▶ **TEKSTFRAGMENT**:
####################
Inzaaien en uitplanten van soorten
Het introduceren van planten is van alle tijden. Om het voedselaanbod van bijen te verruimen, kunnen soorten worden ingezaaid en uitgeplant. Om de natuurlijke samenstelling van de flora niet verder te verstoren is het raadzaam om introductie van planten tot de bebouwde omgeving te beperken en de introductie van invasieve (snel verspreidende) soorten te voorkomen of zelfs te verbieden. Hiervoor gelden de volgende richtlijnen waarbij de eerste twee het beste zijn:
1 Uitleggen van maaisel met rijpe zaden dat uit de omgeving afkomstig is.
2 Zaaien met uit de omgeving gewonnen zaad. Per soort moet er in verband met de genetische variatie van verschillende planten worden geoogst.
3 Zaaien van eigen gekweekt zaad van planten die behoren tot de populatie van de streek.
4 Zaad betrekken van kwekers van inheemse kruiden en heemtuinen.
5 Streekeigen materiaal gaat boven materiaal dat van buiten de streek is aangevoerd
6 Zaad van zeldzame en niet wettelijk beschermde soorten in zeer beperkte mate alleen oogsten buiten de natuurreservaten, bij voorkeur in overleg met een deskundige.
####################
▶ **OPDRACHTEN**:
a) Tot welke omgeving is het volgens de tekst over inzaaien en uitplanten raadzaam de introductie van planten te beperken?
b) Zet de tekst over inzaaien en uitplanten voort vanaf de laatste richtlijn.
De lijst hierna is afkomstig uit een andere bron.
####################
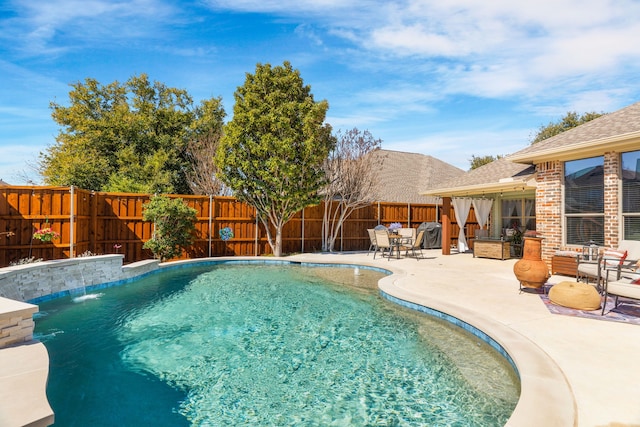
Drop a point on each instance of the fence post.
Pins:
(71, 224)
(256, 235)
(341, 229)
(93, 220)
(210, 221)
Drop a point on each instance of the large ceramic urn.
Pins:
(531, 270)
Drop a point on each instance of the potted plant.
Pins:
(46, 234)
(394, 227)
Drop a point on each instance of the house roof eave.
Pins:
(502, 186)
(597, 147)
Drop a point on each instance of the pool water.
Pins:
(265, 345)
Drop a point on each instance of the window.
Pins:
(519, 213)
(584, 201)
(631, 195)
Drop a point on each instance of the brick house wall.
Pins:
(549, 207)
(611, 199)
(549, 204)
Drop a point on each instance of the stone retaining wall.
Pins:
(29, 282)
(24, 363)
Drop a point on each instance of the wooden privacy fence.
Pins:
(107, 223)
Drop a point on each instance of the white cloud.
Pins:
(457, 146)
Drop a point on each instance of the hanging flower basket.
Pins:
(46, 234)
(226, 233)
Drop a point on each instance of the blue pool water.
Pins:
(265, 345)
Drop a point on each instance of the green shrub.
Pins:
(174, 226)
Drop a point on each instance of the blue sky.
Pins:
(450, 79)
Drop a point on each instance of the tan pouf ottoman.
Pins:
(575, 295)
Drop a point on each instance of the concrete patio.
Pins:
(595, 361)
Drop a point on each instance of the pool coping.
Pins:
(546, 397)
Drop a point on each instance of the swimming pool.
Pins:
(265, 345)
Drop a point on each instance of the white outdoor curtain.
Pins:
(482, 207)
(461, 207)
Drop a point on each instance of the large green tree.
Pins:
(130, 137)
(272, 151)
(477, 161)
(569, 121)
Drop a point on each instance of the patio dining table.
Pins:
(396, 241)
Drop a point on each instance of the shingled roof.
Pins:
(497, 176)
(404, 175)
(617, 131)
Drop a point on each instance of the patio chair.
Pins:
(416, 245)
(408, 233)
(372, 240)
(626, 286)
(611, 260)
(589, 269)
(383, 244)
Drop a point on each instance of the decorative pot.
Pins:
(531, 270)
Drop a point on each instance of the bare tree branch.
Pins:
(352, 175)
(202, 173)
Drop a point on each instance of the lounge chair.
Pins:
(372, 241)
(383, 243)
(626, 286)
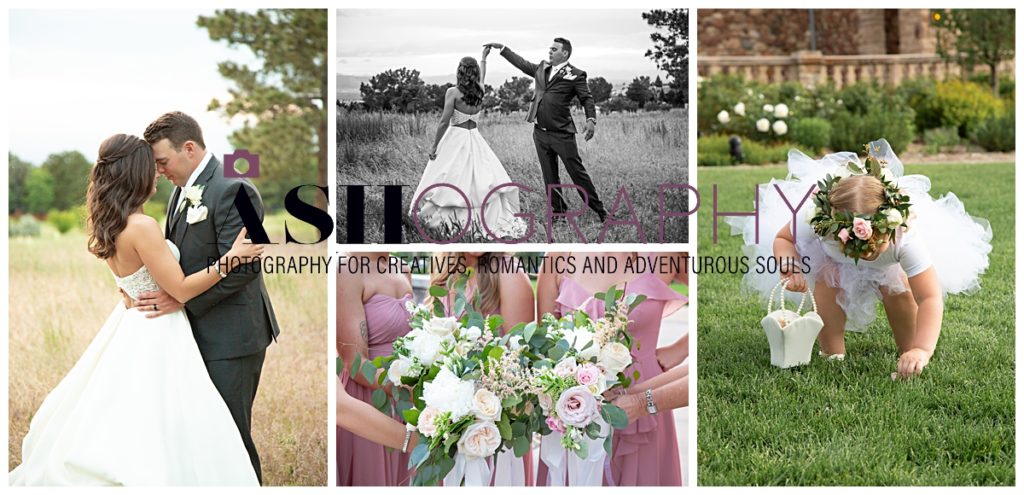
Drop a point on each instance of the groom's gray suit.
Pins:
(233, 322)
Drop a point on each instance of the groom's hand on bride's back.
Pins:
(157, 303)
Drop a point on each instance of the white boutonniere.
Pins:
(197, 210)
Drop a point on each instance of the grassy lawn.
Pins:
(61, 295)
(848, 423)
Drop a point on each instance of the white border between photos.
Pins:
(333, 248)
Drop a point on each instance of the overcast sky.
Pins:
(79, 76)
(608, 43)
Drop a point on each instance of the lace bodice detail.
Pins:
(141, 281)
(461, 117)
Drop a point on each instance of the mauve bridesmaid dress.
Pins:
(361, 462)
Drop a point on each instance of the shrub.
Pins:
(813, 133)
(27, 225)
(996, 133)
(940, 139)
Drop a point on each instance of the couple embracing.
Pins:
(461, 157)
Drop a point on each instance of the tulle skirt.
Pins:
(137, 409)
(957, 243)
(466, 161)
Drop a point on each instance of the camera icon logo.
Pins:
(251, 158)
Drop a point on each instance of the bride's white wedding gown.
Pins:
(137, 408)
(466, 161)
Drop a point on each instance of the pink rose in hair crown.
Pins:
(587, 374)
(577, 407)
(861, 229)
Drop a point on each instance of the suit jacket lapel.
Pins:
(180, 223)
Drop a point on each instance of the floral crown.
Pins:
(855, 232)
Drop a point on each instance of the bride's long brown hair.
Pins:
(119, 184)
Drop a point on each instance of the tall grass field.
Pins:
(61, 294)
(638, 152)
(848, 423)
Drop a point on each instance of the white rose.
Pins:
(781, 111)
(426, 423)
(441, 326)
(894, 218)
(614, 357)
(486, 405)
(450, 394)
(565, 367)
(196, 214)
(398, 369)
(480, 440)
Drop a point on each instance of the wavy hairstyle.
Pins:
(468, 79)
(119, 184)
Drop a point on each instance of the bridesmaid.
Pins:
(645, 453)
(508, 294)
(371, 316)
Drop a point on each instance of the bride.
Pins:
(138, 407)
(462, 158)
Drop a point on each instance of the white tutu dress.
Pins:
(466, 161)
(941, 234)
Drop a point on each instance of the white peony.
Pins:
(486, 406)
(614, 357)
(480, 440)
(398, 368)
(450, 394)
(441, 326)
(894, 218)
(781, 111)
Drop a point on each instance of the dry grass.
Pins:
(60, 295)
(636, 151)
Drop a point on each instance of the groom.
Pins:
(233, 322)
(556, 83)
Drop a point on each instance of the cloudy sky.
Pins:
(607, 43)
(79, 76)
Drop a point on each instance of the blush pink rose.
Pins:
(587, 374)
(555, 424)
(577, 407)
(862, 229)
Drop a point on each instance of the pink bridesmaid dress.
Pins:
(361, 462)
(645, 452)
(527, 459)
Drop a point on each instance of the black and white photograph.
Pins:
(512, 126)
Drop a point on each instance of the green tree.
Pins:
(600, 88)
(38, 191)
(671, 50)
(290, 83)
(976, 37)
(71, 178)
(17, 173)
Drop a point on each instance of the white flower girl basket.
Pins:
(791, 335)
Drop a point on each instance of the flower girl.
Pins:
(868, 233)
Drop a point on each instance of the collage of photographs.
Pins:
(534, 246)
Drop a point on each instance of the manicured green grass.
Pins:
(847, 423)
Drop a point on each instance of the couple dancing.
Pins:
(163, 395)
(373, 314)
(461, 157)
####################
▶ **ANTWOORDEN PER OPDRACHT**:
a) Tot de bebouwde omgeving.

b)
7 zaad van minder algemene tot zeldzame soorten (waarvan dan 30 planten aanwezig zijn), wordt niet of in zeer beperkte mate geoogst.
8 Zeer zeldzame, bedreigde en wettelijk beschermde planten worden in principe met rust gelaten.
 
Toepassingen en burgerinitiatieven
Veel van de 1200 soorten planten die in het Plantenvademecum worden genoemd kunnen worden toegepast in de openbare en semi-openbare ruimte. Dit geldt zowel voor cultuurlijke als natuurlijke begroeiingen. Een voorbeeld is Nepeta (kattenkruid) die als afscheidingsgroen tussen trottoirs en rijweg kan worden aangeplant.
Veel stinzen- en bosplanten kunnen zonder veel extra beheer onder houtige beplantingen worden geïntroduceerd. Gevel- en tegeltuinen, vasteplantenborders binnen de bebouwing bieden eveneens mogelijkheden voor bloembezoekende insecten die soms op de meest stedelijke plekken talrijk kunnen voorkomen.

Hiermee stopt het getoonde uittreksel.